Supreme Court of Arizona

June 3, 1959

SANDIA DEVELOPMENT CORPORATION, a corporation, Appellant,
v.
Carey ALLEN, Appellee.

Page 194

[86 Ariz. 42] Stahl, Murphy & Blakley, and Flynn, Stewart & Allen, Phoenix, for appellant.

George M. Sterling and Leslie C. Hardy, Phoenix, for appellee.

JOHN F. MOLLOY, Superior Court Judge.

Carey Allen, the appellee, recovered a judgment in the sum of $30,400 against M. C. Lundgren, his wife Beulah, and La Mar Homes, Inc. Writ of garnishment after judgment issued against appellant, Sandia Development Corporation. In the interest of the elimination of confusion, the appellee will be designated herein as the plaintiff; the Lundgrens and La Mar Homes, Inc., as defendants or by individual name, and the appellant as garnishee.

Garnishee answered it was not indebted to defendants and did not have any effects of defendants in its possession. Plaintiff controverted this answer and filed tender of issue which, after trial amendments allowed by the court, states in effect that garnishee was indebted to defendants under a written agreement of August 6, 1951; that garnishee had in its possession moneys, property and things of value belonging to defendants in pursuance of said agreement; on or about June 29, 1950, defendant La shares of capital stock of garnishee; that during the year 1951 garnishee converted to its own use all of defendants' assets; that on or about June 29, 1950, defendnat La Mar Homes, Inc., wrongfully and illegally entered into a joint venture agreement with garnishee and thereby transferred to the joint venture all of the assets of La Mar Homes; that this transfer was illegal and void for the reason that garnishee had not complied with Arizona laws relative to the qualificiation of foreign corporations to do [86 Ariz. 43] business in this State and that by reason of the premises garnishee became the trustee of the properties of La Mar Homes for the stockholders and creditors of La Mar Homes. Trial before the court was had and the garnishee requested findings of fact and conclusions of law. No findings of fact were signed and filed, the court merely ordering the clerk to place in the minutes the following (in addition to five conclusions of law):

'(1) That the defendant garnishee Sandia Development Corporation, a corporation, was at the time the garnishment herein was served upon it, indebted to the defendants, M. L. Lundgren and Beulah Lundgren, his wife, and La Mar Homes, Inc., a corporation, or had in its possession things of value belonging to said defendants in excess of $30,400.00, together with interest thereon at the rate of 6% per annum from the 30th day of December, 1950;

'(2) The Court further finds that at the time of the service of said writ of Garnishment upon said defendant-garnishee that said defendant-garnishee was a corporation, and that the defendant M. L. Lundgren was the owner and holder of shares of stock in said corporation;'

and entered judgment against garnishee in the sum of $30,400 with interest and costs.
....
DIRECTION A:
Pull out every line in the records that contains the word "egret" and copy each one as it appears.
....
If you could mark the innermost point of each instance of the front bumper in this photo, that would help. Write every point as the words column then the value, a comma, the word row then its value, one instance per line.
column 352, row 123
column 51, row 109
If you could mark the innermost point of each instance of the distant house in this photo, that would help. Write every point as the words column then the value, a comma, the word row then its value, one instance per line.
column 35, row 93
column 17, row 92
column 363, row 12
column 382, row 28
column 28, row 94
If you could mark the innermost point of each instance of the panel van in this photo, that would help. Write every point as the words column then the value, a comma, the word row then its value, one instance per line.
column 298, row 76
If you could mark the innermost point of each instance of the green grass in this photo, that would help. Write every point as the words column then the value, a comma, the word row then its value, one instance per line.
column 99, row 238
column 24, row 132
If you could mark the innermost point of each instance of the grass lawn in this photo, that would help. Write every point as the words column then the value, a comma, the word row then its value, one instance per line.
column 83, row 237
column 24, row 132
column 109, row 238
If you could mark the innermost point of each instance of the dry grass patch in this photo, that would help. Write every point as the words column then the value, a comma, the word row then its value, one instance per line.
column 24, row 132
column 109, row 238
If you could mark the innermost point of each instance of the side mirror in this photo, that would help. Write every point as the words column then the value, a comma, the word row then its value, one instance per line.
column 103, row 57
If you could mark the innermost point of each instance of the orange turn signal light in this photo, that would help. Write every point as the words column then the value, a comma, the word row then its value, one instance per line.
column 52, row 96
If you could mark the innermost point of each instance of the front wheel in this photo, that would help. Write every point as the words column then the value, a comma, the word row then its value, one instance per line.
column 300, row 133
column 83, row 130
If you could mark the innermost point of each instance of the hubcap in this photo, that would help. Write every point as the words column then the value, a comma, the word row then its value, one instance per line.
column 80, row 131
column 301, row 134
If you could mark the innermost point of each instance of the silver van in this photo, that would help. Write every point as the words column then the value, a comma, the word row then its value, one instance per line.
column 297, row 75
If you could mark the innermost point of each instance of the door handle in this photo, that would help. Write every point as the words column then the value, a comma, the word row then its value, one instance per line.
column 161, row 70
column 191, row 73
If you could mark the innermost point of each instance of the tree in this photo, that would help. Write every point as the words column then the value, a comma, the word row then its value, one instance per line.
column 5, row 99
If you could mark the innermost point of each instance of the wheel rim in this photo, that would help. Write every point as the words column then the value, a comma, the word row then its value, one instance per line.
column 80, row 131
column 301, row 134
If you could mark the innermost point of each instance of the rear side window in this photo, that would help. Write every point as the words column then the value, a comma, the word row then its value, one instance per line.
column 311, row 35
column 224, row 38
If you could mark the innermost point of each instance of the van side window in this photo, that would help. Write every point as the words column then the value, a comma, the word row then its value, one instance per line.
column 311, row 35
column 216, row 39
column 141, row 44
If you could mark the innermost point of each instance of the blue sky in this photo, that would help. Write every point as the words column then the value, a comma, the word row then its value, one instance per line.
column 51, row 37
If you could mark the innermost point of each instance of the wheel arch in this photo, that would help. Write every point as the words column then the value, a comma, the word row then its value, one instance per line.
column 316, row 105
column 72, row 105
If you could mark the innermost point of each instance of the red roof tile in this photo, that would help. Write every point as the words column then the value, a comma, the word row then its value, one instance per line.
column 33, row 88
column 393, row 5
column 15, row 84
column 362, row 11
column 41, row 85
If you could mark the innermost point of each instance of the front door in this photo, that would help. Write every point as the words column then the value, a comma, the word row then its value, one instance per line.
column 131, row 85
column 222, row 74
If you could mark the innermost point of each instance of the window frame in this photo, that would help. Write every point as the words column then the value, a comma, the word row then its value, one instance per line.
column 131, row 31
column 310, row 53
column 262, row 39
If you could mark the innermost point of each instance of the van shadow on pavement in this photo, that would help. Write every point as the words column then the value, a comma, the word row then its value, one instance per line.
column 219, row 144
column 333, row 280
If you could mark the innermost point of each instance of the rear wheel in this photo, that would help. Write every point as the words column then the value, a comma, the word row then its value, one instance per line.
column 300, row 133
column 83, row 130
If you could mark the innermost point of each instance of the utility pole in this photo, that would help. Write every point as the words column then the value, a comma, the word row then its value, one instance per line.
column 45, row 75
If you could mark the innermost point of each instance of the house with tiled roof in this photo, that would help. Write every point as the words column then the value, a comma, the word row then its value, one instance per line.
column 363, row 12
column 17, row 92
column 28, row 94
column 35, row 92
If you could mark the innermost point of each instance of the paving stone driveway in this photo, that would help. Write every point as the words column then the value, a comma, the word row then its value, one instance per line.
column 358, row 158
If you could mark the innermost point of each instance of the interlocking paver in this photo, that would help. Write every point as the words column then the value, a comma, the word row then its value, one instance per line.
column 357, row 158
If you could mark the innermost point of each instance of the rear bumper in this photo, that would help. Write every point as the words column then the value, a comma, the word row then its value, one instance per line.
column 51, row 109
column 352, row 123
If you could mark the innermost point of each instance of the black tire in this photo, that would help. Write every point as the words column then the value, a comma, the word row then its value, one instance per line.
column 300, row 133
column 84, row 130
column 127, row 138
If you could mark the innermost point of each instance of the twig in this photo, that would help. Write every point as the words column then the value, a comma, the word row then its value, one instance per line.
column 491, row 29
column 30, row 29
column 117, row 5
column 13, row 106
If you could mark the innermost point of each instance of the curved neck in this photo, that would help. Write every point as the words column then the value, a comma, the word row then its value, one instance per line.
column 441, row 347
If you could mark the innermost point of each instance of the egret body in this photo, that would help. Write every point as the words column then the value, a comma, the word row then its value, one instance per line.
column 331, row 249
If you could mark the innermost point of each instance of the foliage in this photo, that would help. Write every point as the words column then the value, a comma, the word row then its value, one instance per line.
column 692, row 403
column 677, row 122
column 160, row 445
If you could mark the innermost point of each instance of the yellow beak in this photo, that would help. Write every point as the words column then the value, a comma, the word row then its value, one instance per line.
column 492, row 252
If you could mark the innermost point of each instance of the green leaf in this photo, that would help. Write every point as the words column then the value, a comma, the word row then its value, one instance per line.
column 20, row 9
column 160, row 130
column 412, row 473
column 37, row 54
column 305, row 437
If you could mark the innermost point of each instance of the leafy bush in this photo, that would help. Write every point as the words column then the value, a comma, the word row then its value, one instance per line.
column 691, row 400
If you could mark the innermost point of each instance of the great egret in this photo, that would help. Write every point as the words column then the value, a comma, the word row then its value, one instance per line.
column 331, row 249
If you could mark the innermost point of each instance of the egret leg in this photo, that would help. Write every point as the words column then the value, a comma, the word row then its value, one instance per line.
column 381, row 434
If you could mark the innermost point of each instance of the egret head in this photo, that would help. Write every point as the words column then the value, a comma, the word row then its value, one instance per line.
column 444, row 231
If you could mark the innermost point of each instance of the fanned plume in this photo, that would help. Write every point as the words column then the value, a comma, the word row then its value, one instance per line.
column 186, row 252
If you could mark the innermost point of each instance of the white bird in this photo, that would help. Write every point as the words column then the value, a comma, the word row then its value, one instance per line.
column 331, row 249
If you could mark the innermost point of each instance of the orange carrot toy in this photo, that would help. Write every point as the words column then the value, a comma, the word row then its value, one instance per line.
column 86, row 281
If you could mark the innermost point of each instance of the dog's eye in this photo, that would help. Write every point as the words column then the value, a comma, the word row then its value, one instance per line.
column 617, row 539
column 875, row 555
....
DIRECTION B:
Answer these questions from the court opinion:
(i) On what date was the opinion issued?
(ii) Which attorneys appeared for the appellee?
(iii) What is the date of the written agreement under which the garnishee was said to be indebted to the defendants?

RIGHT ANSWER A:
If you could mark the innermost point of each instance of the egret body in this photo, that would help. Write every point as the words column then the value, a comma, the word row then its value, one instance per line.
If you could mark the innermost point of each instance of the great egret in this photo, that would help. Write every point as the words column then the value, a comma, the word row then its value, one instance per line.
If you could mark the innermost point of each instance of the egret leg in this photo, that would help. Write every point as the words column then the value, a comma, the word row then its value, one instance per line.
If you could mark the innermost point of each instance of the egret head in this photo, that would help. Write every point as the words column then the value, a comma, the word row then its value, one instance per line.

RIGHT ANSWER B:
(i) June 3, 1959
(ii) George M. Sterling and Leslie C. Hardy, of Phoenix
(iii) August 6, 1951